Task requirements: Find the line containing "Target: grassy ground". Return it and every line after it, unchanged, up to and including the last line.

Data supplied:
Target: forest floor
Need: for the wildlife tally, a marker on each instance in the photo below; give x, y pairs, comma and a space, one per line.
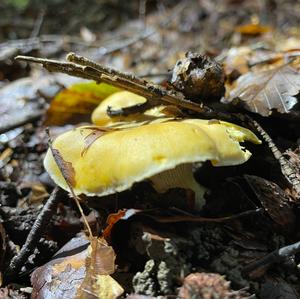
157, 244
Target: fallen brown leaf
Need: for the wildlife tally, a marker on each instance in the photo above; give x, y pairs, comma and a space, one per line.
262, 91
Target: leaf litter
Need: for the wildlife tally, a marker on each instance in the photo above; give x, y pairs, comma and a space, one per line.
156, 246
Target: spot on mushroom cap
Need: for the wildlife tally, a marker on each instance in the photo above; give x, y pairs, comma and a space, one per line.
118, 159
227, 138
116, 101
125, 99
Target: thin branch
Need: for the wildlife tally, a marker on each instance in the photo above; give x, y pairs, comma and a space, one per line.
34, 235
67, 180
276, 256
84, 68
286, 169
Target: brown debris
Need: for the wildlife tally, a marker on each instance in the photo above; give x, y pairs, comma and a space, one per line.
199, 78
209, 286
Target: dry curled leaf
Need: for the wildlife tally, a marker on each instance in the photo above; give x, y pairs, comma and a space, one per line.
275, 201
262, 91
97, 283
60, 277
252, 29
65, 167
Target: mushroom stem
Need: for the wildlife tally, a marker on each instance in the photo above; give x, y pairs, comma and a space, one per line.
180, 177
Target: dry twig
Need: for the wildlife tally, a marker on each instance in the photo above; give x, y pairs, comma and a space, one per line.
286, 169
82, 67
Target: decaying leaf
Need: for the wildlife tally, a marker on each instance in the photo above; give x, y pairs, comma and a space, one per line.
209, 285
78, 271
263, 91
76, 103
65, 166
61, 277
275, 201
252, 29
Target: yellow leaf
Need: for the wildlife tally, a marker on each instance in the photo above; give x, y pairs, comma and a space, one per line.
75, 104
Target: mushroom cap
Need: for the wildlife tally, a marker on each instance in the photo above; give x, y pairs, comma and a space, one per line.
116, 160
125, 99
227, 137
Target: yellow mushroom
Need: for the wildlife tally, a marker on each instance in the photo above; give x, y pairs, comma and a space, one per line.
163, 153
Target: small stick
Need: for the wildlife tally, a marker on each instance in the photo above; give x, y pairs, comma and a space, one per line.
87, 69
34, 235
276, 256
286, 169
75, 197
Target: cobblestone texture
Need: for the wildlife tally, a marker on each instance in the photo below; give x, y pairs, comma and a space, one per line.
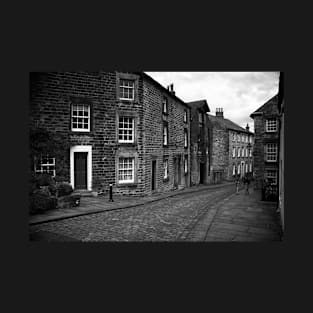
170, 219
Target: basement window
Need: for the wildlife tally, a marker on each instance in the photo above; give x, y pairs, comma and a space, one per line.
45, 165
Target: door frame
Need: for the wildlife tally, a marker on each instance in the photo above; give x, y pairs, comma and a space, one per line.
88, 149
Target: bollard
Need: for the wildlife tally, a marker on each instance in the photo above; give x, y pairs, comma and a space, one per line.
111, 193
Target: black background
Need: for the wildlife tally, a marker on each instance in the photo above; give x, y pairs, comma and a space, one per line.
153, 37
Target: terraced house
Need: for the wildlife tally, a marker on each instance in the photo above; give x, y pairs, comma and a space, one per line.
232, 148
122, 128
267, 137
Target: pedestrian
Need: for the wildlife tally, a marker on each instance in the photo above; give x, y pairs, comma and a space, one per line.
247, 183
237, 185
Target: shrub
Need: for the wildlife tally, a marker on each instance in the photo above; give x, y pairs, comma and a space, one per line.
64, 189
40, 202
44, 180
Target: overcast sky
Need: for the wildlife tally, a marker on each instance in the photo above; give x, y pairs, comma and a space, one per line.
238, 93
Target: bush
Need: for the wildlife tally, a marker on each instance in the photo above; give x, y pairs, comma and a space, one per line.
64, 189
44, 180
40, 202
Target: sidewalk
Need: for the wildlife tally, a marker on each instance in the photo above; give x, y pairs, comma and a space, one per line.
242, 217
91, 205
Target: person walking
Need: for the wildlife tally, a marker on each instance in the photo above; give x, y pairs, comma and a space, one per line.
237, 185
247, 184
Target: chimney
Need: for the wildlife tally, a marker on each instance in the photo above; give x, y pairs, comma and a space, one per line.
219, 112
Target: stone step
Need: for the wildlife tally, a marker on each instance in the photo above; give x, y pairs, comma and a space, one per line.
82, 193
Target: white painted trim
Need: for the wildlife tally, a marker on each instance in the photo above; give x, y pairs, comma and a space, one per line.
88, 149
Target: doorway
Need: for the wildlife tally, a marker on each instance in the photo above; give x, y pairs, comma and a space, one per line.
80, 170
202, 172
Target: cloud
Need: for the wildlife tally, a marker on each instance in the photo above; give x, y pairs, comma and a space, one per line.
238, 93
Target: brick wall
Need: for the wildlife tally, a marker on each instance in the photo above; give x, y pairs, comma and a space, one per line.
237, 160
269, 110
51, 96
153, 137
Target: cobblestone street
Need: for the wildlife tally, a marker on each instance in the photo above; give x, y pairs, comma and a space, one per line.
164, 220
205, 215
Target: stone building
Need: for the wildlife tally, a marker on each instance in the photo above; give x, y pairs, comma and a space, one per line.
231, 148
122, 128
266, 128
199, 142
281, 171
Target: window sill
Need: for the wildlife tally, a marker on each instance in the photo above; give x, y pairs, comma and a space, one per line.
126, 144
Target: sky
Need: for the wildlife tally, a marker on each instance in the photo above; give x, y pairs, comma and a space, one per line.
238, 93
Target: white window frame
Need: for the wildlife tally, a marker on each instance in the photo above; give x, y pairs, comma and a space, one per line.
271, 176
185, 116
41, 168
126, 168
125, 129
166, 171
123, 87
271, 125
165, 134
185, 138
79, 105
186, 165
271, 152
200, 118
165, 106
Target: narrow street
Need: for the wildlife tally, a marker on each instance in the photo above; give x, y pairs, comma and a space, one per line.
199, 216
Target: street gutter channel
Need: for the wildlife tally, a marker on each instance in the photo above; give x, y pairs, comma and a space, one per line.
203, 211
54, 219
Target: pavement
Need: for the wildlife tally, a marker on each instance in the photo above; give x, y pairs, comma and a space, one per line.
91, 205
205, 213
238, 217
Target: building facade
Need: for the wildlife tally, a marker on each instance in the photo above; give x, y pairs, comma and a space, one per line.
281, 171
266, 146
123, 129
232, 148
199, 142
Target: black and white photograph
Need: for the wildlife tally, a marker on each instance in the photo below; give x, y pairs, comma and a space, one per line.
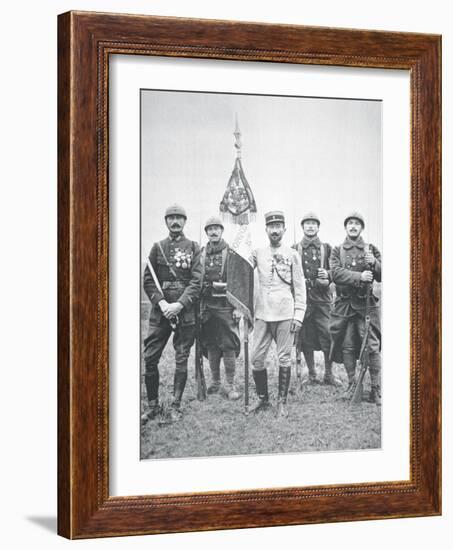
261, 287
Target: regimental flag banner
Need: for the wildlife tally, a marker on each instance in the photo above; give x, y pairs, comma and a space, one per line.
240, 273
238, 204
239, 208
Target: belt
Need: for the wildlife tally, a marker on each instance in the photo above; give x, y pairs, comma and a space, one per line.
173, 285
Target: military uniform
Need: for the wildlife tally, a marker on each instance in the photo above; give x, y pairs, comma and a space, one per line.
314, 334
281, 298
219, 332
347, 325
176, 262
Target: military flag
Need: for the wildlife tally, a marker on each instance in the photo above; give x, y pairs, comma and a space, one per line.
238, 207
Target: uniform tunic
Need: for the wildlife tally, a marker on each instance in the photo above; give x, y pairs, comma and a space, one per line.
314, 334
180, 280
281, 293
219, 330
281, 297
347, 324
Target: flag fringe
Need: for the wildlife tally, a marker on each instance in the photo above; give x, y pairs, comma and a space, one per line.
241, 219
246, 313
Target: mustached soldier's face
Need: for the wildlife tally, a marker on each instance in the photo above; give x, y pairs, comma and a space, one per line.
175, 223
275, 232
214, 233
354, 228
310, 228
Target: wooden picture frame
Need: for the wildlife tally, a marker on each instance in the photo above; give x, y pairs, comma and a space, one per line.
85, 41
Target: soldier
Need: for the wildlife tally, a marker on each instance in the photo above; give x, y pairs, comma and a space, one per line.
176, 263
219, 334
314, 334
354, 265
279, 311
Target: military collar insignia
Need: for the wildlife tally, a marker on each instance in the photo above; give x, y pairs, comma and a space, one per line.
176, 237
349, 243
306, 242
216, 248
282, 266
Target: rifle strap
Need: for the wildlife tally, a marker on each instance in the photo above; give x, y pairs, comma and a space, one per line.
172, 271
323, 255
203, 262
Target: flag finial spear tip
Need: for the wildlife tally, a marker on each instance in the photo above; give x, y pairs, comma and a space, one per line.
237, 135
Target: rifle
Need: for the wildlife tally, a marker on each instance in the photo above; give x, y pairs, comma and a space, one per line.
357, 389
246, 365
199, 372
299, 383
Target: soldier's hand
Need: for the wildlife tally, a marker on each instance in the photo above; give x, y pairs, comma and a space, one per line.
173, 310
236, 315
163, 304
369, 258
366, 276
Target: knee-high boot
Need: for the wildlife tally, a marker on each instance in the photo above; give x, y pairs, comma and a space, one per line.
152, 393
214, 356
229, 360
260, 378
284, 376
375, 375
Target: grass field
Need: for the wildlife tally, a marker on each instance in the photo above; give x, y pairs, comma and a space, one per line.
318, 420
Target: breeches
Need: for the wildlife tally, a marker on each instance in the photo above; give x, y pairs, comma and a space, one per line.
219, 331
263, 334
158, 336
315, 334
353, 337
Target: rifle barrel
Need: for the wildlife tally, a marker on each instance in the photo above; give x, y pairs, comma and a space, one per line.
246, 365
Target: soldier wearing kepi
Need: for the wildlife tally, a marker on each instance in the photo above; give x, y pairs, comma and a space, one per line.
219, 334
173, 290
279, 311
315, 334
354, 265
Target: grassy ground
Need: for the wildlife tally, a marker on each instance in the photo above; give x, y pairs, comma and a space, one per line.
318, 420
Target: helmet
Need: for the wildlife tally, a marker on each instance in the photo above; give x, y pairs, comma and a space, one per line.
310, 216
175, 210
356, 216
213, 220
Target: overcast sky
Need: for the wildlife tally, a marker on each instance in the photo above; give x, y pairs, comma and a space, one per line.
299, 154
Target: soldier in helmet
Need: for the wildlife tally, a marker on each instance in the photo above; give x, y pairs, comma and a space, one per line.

Answer:
Target: grassy ground
Need: for the wildlife tally, a marker on each instance in the photo above; give x, y pairs, comma and a space, one per line.
318, 420
Target: helmet
Need: for the wildlife tally, a marker on each instance in the photo above; give x, y pairs, comma and a space, one per line.
310, 216
175, 210
356, 216
213, 220
Target: overcast sky
Need: for the wildlife tally, a marker on each instance in the photo above; give x, y pairs, comma and a space, one per line.
299, 154
Target: soldier in helmet
Need: for the wildlife tally, a marker on each instance in the photo above; give x, y pairs, comma and a space, one per line.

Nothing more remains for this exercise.